---------- Data for processing ----------
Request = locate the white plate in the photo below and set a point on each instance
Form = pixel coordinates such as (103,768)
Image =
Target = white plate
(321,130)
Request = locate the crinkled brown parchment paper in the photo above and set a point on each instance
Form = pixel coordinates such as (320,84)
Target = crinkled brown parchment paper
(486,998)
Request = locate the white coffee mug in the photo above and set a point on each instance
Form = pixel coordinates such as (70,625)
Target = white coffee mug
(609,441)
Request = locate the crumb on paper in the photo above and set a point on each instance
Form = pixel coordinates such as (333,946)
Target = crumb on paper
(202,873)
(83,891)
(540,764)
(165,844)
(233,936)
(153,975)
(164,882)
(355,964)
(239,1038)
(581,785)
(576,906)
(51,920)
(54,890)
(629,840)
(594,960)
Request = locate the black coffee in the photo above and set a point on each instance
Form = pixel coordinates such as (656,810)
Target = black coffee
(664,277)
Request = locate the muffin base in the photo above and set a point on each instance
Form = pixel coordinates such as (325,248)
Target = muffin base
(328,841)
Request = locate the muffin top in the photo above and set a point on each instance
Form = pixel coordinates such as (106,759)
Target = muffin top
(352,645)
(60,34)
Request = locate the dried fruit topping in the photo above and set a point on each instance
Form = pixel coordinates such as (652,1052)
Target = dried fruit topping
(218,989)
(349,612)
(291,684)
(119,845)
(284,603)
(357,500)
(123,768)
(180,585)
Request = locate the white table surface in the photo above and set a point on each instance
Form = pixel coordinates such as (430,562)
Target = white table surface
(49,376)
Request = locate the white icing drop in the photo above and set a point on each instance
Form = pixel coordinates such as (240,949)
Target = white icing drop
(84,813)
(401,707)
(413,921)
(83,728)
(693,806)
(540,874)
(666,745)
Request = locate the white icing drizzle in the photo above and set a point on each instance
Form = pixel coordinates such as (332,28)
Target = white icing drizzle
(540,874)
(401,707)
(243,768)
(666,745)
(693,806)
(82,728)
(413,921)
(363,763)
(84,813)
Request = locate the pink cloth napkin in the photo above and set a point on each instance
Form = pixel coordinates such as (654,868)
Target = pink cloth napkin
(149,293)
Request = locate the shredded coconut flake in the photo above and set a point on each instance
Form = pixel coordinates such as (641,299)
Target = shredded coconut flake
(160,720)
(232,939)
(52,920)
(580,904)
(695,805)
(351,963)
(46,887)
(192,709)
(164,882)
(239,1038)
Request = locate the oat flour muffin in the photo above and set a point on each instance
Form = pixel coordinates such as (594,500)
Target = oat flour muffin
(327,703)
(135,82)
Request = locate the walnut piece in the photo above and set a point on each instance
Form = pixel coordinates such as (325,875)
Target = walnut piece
----------
_Aim_
Update the entries above by replacing every "set a point" with "place a marker", leaving all other text unchanged.

_Solution to the exercise_
Request = locate the white plate in the photo below and place a marker on each instance
Form = pixel coordinates such as (103,768)
Image =
Target = white plate
(321,130)
Request = locate the crinkled brown parchment paper in the photo above and place a marker on each instance
Form = pixel coordinates such as (320,84)
Target = crinkled brown parchment paper
(486,998)
Request = locate the white coffee mug in the photo above and place a marker on each instance
Form = pixel coordinates such as (70,625)
Target = white coffee mug
(609,441)
Request = locate the crumb on paper in the photo above and place a marker on each instance
Form = pixel coordinates such as (333,946)
Target = crumb on paper
(202,873)
(83,891)
(540,764)
(165,844)
(233,936)
(153,975)
(164,882)
(355,964)
(239,1038)
(581,785)
(576,906)
(51,920)
(54,890)
(629,840)
(594,960)
Request = locate the black coffee in the photo above and place a marker on each instance
Form = pixel coordinates such as (656,810)
Target = black coffee
(664,277)
Request = locate the muffin base in the photo above and place a marker on each instance
Form = pixel coordinates such as (325,248)
Target = muffin base
(328,841)
Request = locate the muffin top in the photo above and place a marker on each instance
Form = pixel coordinates such as (106,759)
Target = muffin top
(352,645)
(60,34)
Request = locate the dried fruit topping in the photo above and place a marker on each instance
Form = pixel coordinates such as (652,1052)
Target = dried fruit topping
(218,989)
(349,612)
(291,684)
(119,845)
(284,603)
(357,500)
(123,768)
(180,585)
Request = locate the white table surface in the photo above and place a marker on each instance
Form = pixel coordinates such as (430,562)
Target = white table surface
(49,376)
Request = locate the white icing drop in the photo above and place a marker on each instance
Form = pixel coordinates such as (240,949)
Target = white icing drop
(84,813)
(401,707)
(413,921)
(83,728)
(693,806)
(540,874)
(666,745)
Request = locate the white icing drizzle in the photo above and place a marker on each instance
Form = pixel coordinates such as (332,28)
Target = white icing drizzle
(540,874)
(401,707)
(243,768)
(666,745)
(693,806)
(82,728)
(413,921)
(363,763)
(84,813)
Request = locate the pink cloth napkin in the photo above and place a marker on each instance
Form = pixel coordinates such as (654,868)
Target = pink cloth napkin
(149,293)
Request = locate the shredded coconut flake in the photo above and place a marker on each instance
Form = pixel coordinates such as (641,299)
Target = shredded coconut flake
(160,720)
(232,939)
(52,920)
(580,904)
(695,805)
(351,963)
(46,887)
(192,709)
(164,882)
(239,1038)
Request = locate the oat flour muffin in the photo above and place a marker on each instance
Form = pixel coordinates such as (594,500)
Target = oat flour muffin
(327,703)
(135,82)
Request = locate the walnut piece in the photo above and place a marker on each instance
Form = pixel coordinates such as (325,875)
Target = walnut piece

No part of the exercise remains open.